═══ SUPPLIED RECORDS

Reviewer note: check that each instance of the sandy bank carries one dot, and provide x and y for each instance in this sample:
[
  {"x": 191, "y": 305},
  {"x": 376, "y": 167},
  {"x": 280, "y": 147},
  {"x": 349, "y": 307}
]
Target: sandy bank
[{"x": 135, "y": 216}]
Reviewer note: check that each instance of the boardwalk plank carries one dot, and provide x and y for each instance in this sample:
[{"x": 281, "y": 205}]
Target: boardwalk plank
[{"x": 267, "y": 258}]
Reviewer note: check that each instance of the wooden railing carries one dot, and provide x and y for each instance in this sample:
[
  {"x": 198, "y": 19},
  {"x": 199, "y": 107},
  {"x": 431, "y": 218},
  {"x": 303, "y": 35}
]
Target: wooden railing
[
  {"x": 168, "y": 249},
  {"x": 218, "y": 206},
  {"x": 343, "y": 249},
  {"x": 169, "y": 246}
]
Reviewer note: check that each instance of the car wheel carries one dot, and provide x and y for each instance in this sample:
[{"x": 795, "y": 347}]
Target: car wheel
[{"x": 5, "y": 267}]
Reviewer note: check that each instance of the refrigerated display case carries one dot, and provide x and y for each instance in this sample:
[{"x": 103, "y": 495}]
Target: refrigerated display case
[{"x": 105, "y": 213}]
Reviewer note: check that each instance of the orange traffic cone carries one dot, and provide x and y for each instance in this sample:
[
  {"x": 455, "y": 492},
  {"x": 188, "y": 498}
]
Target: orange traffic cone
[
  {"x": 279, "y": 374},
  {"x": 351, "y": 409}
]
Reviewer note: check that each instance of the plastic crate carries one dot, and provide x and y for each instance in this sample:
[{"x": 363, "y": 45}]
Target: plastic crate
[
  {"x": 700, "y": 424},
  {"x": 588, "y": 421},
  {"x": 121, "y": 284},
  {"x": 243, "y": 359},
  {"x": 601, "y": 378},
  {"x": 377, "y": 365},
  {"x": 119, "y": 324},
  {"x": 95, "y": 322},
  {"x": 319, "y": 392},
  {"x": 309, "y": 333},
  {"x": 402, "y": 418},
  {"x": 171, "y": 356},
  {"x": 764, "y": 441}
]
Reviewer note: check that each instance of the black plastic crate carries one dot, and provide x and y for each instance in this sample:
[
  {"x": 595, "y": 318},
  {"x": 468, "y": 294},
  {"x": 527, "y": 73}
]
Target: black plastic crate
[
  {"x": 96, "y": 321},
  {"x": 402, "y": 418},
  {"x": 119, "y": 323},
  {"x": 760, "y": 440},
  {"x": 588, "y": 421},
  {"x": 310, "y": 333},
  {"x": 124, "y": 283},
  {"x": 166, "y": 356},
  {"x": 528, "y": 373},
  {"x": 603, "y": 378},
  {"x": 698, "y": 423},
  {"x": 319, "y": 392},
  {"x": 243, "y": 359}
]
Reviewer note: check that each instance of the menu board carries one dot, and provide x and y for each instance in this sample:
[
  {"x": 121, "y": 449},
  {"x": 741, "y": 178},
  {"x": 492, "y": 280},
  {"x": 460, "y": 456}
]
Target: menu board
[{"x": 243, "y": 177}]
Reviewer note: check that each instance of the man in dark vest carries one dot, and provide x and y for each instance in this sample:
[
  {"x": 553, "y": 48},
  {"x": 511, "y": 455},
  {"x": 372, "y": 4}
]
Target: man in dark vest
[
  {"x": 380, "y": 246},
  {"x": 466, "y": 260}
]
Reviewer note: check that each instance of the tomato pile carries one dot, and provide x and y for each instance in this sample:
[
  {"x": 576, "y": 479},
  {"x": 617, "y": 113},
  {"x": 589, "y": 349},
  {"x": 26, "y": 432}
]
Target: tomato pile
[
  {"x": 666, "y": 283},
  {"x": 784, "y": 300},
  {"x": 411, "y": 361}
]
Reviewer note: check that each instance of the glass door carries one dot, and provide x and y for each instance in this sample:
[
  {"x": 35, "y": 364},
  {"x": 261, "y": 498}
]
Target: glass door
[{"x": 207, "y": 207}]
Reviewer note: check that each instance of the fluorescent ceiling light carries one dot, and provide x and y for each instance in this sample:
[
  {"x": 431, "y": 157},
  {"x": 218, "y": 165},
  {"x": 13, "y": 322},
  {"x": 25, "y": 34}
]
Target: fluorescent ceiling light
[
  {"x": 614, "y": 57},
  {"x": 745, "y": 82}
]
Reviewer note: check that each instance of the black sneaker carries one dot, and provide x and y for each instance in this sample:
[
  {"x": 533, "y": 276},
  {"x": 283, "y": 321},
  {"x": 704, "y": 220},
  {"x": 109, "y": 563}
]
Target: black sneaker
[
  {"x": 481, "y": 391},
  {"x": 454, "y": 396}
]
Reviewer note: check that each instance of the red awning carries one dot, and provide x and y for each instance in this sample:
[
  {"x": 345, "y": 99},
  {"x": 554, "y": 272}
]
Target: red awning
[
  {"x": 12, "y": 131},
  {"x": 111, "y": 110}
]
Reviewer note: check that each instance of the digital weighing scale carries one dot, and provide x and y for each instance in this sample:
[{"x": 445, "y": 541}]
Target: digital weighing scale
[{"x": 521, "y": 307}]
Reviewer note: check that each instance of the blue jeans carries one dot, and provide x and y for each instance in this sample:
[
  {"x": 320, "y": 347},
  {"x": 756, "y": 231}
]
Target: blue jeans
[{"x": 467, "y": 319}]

══════

**HOW TO COMPLETE THIS TASK:** Retype each record in full, please.

**THE COMPLETED TASK:**
Reviewer note: check that each instance of the sandy bank carries one dot, and provide x and y for each instance in this sample:
[
  {"x": 191, "y": 305},
  {"x": 376, "y": 167},
  {"x": 280, "y": 147},
  {"x": 349, "y": 307}
]
Target: sandy bank
[{"x": 135, "y": 216}]
Reviewer note: check that each instance of the boardwalk plank carries one dot, and provide x and y for each instance in this sample:
[{"x": 281, "y": 205}]
Target: boardwalk plank
[{"x": 267, "y": 258}]
Reviewer note: check that each instance of the wooden railing carries one dot, and provide x and y for each instance in this sample:
[
  {"x": 198, "y": 19},
  {"x": 199, "y": 107},
  {"x": 431, "y": 218},
  {"x": 303, "y": 35}
]
Target: wooden railing
[
  {"x": 168, "y": 249},
  {"x": 218, "y": 206},
  {"x": 343, "y": 249},
  {"x": 169, "y": 246}
]
Reviewer note: check that each instance of the car wheel carries one dot, and provide x and y for each instance in this sample:
[{"x": 795, "y": 347}]
Target: car wheel
[{"x": 5, "y": 267}]
Reviewer note: check that each instance of the refrigerated display case carries one dot, and provide x and y for each instance in this sample:
[{"x": 103, "y": 495}]
Target: refrigerated display case
[{"x": 105, "y": 213}]
Reviewer note: check that each instance of the orange traffic cone carries one dot, and provide x and y for each instance in this sample:
[
  {"x": 455, "y": 492},
  {"x": 188, "y": 498}
]
Target: orange traffic cone
[
  {"x": 279, "y": 374},
  {"x": 351, "y": 409}
]
Reviewer note: check that each instance of the plastic crate carries one dot, and provide x and y for each instance in this sample:
[{"x": 363, "y": 45}]
Target: plastic crate
[
  {"x": 700, "y": 424},
  {"x": 588, "y": 421},
  {"x": 121, "y": 284},
  {"x": 243, "y": 359},
  {"x": 601, "y": 378},
  {"x": 377, "y": 365},
  {"x": 119, "y": 324},
  {"x": 95, "y": 322},
  {"x": 319, "y": 392},
  {"x": 309, "y": 333},
  {"x": 402, "y": 418},
  {"x": 171, "y": 356},
  {"x": 764, "y": 441}
]
Reviewer note: check that each instance of the black plastic crate carries one dot, and provide x and y for each instance in this sample:
[
  {"x": 595, "y": 318},
  {"x": 468, "y": 294},
  {"x": 527, "y": 73}
]
Target: black plastic crate
[
  {"x": 96, "y": 321},
  {"x": 402, "y": 418},
  {"x": 119, "y": 323},
  {"x": 760, "y": 440},
  {"x": 588, "y": 421},
  {"x": 310, "y": 333},
  {"x": 124, "y": 283},
  {"x": 166, "y": 356},
  {"x": 528, "y": 373},
  {"x": 603, "y": 378},
  {"x": 698, "y": 423},
  {"x": 319, "y": 392},
  {"x": 243, "y": 359}
]
Reviewer note: check that each instance of the menu board carries one dot, and provide x and y for each instance in this sample:
[
  {"x": 121, "y": 449},
  {"x": 741, "y": 178},
  {"x": 492, "y": 280},
  {"x": 460, "y": 456}
]
Target: menu board
[{"x": 243, "y": 177}]
Reviewer note: check that each instance of the man in dark vest carries one dot, and provide x and y for each instance in this sample:
[
  {"x": 553, "y": 48},
  {"x": 511, "y": 455},
  {"x": 372, "y": 4}
]
Target: man in dark vest
[
  {"x": 380, "y": 246},
  {"x": 466, "y": 260}
]
Reviewer note: check that each instance of the tomato pile carries one dot, and provide x and y for each instance in this sample:
[
  {"x": 576, "y": 479},
  {"x": 617, "y": 113},
  {"x": 589, "y": 349},
  {"x": 26, "y": 432}
]
Target: tomato pile
[
  {"x": 666, "y": 283},
  {"x": 784, "y": 300},
  {"x": 411, "y": 361}
]
Reviewer note: check that each instance of the glass door carries one dot, and provide x and y for each instance in this sample:
[
  {"x": 35, "y": 364},
  {"x": 261, "y": 498}
]
Target: glass door
[{"x": 207, "y": 207}]
Reviewer note: check that each instance of the fluorescent ceiling light carries one dot, and provide x and y for each instance in this sample:
[
  {"x": 431, "y": 157},
  {"x": 218, "y": 165},
  {"x": 13, "y": 322},
  {"x": 25, "y": 34}
]
Target: fluorescent ceiling light
[
  {"x": 614, "y": 57},
  {"x": 745, "y": 82}
]
Reviewer note: check that each instance of the black sneaker carries one dot, and provide x and y for each instance in this sample:
[
  {"x": 533, "y": 276},
  {"x": 283, "y": 321},
  {"x": 704, "y": 220},
  {"x": 109, "y": 563}
]
Target: black sneaker
[
  {"x": 481, "y": 391},
  {"x": 454, "y": 396}
]
Reviewer note: check that each instance of the red awning carries one dot, and provide x and y for each instance in this sample:
[
  {"x": 345, "y": 99},
  {"x": 554, "y": 272}
]
Target: red awning
[
  {"x": 12, "y": 131},
  {"x": 111, "y": 110}
]
Reviewer note: check that each instance of the digital weighing scale carries one dot, and provide x and y for each instance in this sample:
[{"x": 445, "y": 541}]
Target: digital weighing scale
[{"x": 521, "y": 307}]
Reviewer note: check that each instance of the blue jeans carries one dot, and provide x and y for each instance in this sample:
[
  {"x": 320, "y": 347},
  {"x": 756, "y": 231}
]
Target: blue jeans
[{"x": 467, "y": 319}]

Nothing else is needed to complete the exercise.